Two artists are leaving 240 gifts to the city hidden across Manchester over the last two weeks of July 2022, with the aim of reminding us to embrace our stories of loss and self-worth.
Tucked away in the nooks and crannies of the city centre, ceramicist Rachel Ho and artist and designer Micah Purnell have left 120 Kintsugi pots and 120 ‘You Are Enough’ oak engravings, which people can keep as gifts once they are found.
Ho is a ceramicist who has exhibited nationally. Her work is inspired by Kintsugi, an ancient Japanese method of mending broken pottery with gold, resulting in more beautiful and precious pots. Purnell is an award-winning freelance graphic designer, artist, curator and author in Manchester. His well-known phrase ‘You are Enough’ has appeared across the city over the past few years as giant banners and billboards.
Ho says: “The porcelain pots are deliberately scarred to symbolise the fragility of our lives. These scars are then filled with gold lustre, expressing the mystery of new beginnings and new life even in our deepest pain. This work was originally inspired by a dear friend who was diagnosed with breast cancer.
“I wanted her to know that her scars were beautiful because they told her story which was one of courage, hope and healing. The golden scars represent all our stories of loss and reflect the beauty of hope, healing and belonging.”
Speaking about his oak engravings, Purnell says: “They are a declaration of self-worth as a counter to advertising, which fills our city. Consumerism wraps things up in neat little packages and sells them as idealised gifts of perfection. Advertising props up this notion with the assumption that we are inadequate – stealing your love of yourself, and selling it back at a price. These little gifts will go some way to bring healing and create a new narrative for people to take hold of.”
Each of the hidden gifts will be accompanied by an invite to share anonymously how the artworks resonated with those who find them at www.gifttothecity.org. You’ll be able to read stories of difficulty and hope as the artworks are found.
The project aims to help people feel seen and less alone, to recognise we all have our daily battles and to create a sense of togetherness and healing.

MATERIAL SHOWN:
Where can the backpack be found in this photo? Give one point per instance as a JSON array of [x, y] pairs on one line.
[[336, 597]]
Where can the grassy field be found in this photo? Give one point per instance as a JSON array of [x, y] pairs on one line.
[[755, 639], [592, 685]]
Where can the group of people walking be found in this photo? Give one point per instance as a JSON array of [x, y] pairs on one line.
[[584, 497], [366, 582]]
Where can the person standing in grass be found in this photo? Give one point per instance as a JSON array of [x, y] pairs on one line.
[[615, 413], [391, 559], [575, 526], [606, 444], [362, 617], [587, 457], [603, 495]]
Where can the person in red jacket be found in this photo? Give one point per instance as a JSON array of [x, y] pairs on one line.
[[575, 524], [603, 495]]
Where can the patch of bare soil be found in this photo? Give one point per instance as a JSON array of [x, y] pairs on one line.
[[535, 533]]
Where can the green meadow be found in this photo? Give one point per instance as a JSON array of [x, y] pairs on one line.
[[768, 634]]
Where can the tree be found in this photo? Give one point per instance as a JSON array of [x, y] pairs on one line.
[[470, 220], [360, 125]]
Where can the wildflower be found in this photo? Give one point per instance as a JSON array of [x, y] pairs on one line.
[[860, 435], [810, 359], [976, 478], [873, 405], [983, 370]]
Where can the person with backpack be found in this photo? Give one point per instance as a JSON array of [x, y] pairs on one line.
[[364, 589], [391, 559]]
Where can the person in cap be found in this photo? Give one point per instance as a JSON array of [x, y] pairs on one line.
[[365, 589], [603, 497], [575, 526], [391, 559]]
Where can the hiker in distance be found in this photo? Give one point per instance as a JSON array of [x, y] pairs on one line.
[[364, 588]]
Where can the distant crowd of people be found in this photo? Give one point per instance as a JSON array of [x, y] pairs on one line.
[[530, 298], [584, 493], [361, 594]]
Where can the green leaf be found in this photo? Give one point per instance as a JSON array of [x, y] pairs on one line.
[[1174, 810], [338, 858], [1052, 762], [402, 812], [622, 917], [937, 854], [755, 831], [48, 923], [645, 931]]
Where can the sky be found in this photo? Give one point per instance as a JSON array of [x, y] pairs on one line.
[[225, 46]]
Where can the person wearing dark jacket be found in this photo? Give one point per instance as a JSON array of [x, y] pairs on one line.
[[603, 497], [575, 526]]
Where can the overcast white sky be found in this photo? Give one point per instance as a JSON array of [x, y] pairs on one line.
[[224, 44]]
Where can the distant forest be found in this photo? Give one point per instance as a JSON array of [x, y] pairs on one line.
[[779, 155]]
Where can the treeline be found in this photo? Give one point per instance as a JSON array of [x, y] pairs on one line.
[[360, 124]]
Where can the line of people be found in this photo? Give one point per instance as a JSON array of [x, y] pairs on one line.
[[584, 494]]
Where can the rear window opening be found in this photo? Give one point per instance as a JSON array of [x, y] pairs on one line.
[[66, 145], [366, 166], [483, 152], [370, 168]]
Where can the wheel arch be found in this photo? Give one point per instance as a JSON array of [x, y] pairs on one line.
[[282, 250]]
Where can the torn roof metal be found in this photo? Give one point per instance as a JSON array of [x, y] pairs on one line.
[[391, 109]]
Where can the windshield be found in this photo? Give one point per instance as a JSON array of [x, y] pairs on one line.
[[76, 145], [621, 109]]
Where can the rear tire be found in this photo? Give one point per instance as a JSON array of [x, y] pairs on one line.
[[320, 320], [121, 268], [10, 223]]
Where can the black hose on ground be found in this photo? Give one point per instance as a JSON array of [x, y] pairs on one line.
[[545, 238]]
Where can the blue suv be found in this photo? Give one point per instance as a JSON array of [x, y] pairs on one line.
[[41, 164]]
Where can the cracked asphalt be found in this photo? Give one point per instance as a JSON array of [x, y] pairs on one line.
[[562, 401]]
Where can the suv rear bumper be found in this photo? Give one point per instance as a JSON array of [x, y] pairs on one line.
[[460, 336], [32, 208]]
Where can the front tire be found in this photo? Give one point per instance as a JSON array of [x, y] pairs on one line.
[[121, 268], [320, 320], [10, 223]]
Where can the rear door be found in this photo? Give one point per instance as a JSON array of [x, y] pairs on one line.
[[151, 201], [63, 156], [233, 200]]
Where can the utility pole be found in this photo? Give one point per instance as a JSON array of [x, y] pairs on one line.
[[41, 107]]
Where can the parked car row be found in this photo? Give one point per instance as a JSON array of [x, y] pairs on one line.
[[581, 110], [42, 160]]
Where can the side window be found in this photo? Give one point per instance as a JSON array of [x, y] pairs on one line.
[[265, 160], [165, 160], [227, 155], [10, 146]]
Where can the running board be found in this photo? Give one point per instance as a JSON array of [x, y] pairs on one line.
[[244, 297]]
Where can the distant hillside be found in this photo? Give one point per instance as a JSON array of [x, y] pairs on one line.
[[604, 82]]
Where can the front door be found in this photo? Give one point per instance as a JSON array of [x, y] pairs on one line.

EXPLORE THE MATERIAL:
[1] Answer these questions using the text about the gifts hidden in Manchester:
(a) How many Kintsugi pots did the artists leave?
(b) What are the scars on the porcelain pots filled with?
(c) At what website can people who find the artworks share how the pieces resonated with them?
[2] Reproduce the part of the text about the gifts hidden in Manchester between "The project aims" and "togetherness and healing.", inclusive.

RESULTS OF THE TASKS:
[1]
(a) 120
(b) Gold lustre
(c) www.gifttothecity.org

[2]
The project aims to help people feel seen and less alone, to recognise we all have our daily battles and to create a sense of togetherness and healing.